__Objective A__: List every celestial body named in the pulsar thread.
__Objective B__: In the pulsar thread, by how much is the time between pulse arrivals said to vary?
__Objective C__: Pick up the pulsar thread after its final sentence and carry it on.

Excerpt start

"Henri Wilson" HW@.... wrote in message
...
On Thu, 22 Feb 2007 11:23:57 -0000, "George Dishman"

wrote:


"Henri Wilson" HW@.... wrote in message
. ..
On Wed, 21 Feb 2007 22:34:29 -0000, "George Dishman"

wrote:
...
There you are Henry, we have derived an upper limit
on the extinction distance from the published data.
Now you understand what I was driving at, and
hopefully you also realise I really did understand
your model all along :-)

While some stars may have more or less dense plasma
around them, in general the distance should be around
that sort of level for all and shorter for stars with
a dense plasma. Note that it is much less than the
distance to the heliopause for the Sun.

George, I don't have a firm view as to why my distances are always
shorter
than the actual ones....but there must obviously be a simple
explanation.

The simple explanation is that SR is correct. From
your point of view though, as light passes through
a plasma we know it is affected and that could cause
some change to the speed. The obvious explanation
would be that absorption and re-emission at each
atom encountered immediately changes the speed to c
relative to that atom, but that would eliminate any
effects so your problem is why the extinction distance
isn't the mean path length.

George, this is the picture.
We have a neutron star rotating very rapidly and at the same time orbiting
a
dwarf star.
Some kind of radiation, presumeably magnetic, is emitted by the neutron
star.

Electromagnetic. Magnetic alone doesn't propagate.

We are assuming its speed wrt Earth varies between about c+/- 0.00009.

No, we are taking as a given that the time between
pulse arrivals varies by about 90 parts per million.
Some of that variation is due to the velocity but
some will be due to c+v pulses catching up to c-v
pulses a little in the time before extinction
equalises their speeds.

Excerpt end
Source data start

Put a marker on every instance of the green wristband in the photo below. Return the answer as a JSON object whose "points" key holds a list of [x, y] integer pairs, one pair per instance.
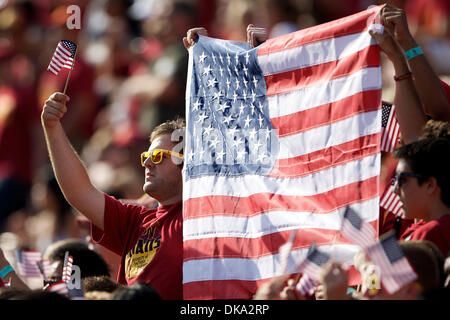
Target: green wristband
{"points": [[4, 272], [414, 52]]}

Source data end

__Task answer A__:
- the Sun
- a neutron star
- a dwarf star
- Earth

__Task answer B__: About 90 parts per million.

__Task answer C__:
My theory says that for the pulses to be observed the way they are, there
must
be some kind of light speed unification taking place within one lightday
of the
system barycentre. Its speed approaches c in that time. Both 1.00009 c and
0.99991c become c.
If an inverse square law is involved, most of the change must occur in
much
less than 1 day.

It isn't inverse square, it is inverse exponential,
but either way most will be in that sort of time
frame.

This is perfectly in accordance with my concept of an EM FOR surrounding
large
mass centres. It is not a plain 'gravity' effect. That happens separately
and
shows up as Shapiro delay.

"Frame of reference" is a mathematical construct of
no relevance to the topic. Think of it as meaning a
coordinate system whose origin is the pulsar, nothing
more. Coordinates don't affect light.

The fact that so many brightness curves are reproducable using BaTh is
enough
to keep me convinced I'm right.

I think other factors are operating here.

There are no "other factors" in Ritzian theory to
operate aside from those already in your program.
You still need to fix that bug in the velocity
curve though.

There is no bug.

See my other post for details.

Circular orbits can appear slightly elliptical and vice versa.

Perhaps, but whether the distortion caused by variable
speed exactly eliminates that caused by Kepler's Second
Law is something you should show mathematically, and I
don't believe you can do that. As a result I think you
will find there remains a slight distortion even for
your best fit.

I can enlarge the curve and superimpose a sinewave on it.
I will do that just for you.

Instead, calculate the sine wave and then plot the
difference between the perfect sine wave and your
curve. That is the "residual" which you will find
in the published papers. Give the value for the
maximum of that curve.

"When a true genius appears in the world, you may know
him by this sign, that the dunces are all in confederacy against him."

Hmm but a genius in physics is unlikely to need to get
the dunces to integrate an exponential for him. Remember
your "challenge" that I solved in a few lines?

George you solved the wrong problem.

The integral is of hte form Total time= intgrl [1/(1+Ae^-kt)].dt
(c=1)

A solution is: t +log(1+Ae^-kt) between 0 and t.

I found a simple way to closely approximate the integral using the sum of
a GP
instead...it is also faster to run.

the terms are
1/(1+0.00009),1/(1+0.00009X),1/(1+0.00009X2),1/(1+0.00009X3).........1/(1+0.00009X^n)
Since the 0.00009 is small, this can be closely approximated with:
(1-0.00009),(1-0.00009X),(1-0.00009X2)...........................(1-0.00009X^n)
The sum is (n+1) -(1-0.00009)*(X^n-1)/(X-1) wherer n is the number of
light
days and X is the unification rate (eg., 0.99995 per Lday)

The single calculation t = vR/c^2 will be even quicker ;-)

That is really your biggest problem, you don't seem to
have the familiarity with maths that you need to follow
a lot of the arguments.

Now you're starting to sound like geesey....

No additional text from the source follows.